▸ Your task: Retype the lines of the listing below without alteration, starting with the line containing "LOOKUP tree" and continuing through the final line of the listing.

>>

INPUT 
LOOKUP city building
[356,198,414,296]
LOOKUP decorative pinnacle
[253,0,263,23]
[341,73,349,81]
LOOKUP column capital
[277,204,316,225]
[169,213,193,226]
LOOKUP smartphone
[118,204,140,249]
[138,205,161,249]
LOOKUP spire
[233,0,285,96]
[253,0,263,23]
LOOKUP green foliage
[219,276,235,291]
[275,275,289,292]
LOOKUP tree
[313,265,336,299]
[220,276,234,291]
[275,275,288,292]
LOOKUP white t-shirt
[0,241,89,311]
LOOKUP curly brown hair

<<

▸ Result for this task:
LOOKUP tree
[313,265,336,299]
[220,276,234,291]
[275,275,288,292]
LOOKUP white t-shirt
[0,241,89,311]
LOOKUP curly brown hair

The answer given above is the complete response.